■ **Brief**: Pull out each line in the records below that contains the word "lamp".

■ **Stored records**:
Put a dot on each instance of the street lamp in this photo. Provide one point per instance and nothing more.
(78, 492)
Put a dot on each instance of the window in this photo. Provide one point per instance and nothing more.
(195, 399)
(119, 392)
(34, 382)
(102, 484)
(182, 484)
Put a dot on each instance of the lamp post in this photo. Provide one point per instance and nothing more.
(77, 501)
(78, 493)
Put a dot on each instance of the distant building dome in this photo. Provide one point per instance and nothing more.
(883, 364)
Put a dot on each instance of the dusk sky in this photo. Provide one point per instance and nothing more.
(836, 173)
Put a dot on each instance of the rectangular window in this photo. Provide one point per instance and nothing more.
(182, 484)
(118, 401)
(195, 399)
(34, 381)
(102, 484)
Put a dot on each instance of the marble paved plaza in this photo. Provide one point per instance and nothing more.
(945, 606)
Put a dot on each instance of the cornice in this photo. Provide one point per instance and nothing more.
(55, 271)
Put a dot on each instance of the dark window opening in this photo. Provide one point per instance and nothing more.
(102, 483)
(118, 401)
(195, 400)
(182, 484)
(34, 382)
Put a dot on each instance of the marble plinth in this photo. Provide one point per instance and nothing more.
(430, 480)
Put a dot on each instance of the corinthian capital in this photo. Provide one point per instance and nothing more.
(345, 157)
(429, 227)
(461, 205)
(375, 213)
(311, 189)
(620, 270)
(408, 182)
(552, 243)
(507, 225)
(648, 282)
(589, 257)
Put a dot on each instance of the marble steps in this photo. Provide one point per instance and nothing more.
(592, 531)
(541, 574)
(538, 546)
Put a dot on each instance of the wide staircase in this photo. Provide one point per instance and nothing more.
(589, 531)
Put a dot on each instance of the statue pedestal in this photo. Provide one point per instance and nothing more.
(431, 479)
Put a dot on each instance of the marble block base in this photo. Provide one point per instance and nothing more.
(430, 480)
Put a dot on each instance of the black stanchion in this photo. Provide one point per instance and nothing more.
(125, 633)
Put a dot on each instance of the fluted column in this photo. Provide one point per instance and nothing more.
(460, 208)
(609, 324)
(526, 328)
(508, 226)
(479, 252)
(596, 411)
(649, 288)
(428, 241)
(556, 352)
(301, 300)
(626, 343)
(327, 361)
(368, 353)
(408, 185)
==
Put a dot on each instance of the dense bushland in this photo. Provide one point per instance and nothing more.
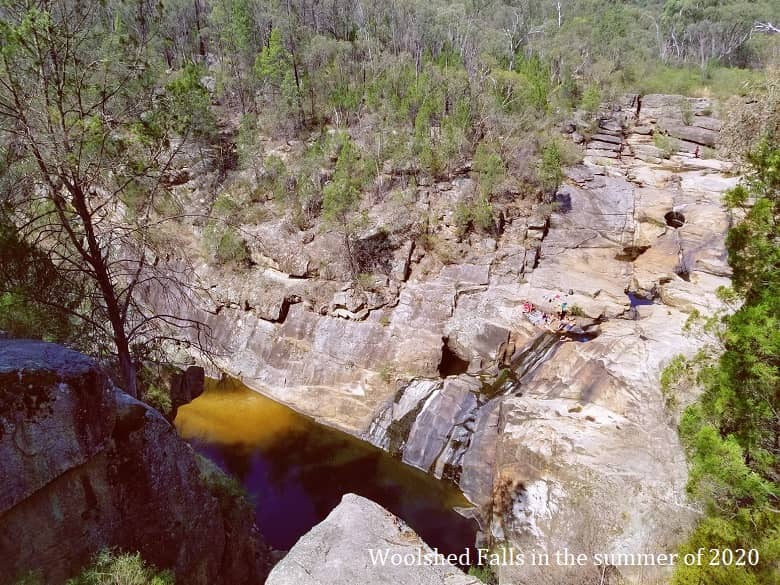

■ **The solution**:
Put a dot on each instance of the street lamp in this photo. Provide one point per instance and nothing more.
Put a dot on each instance of the lamp post in this photo. Provide one point per instance and nothing more.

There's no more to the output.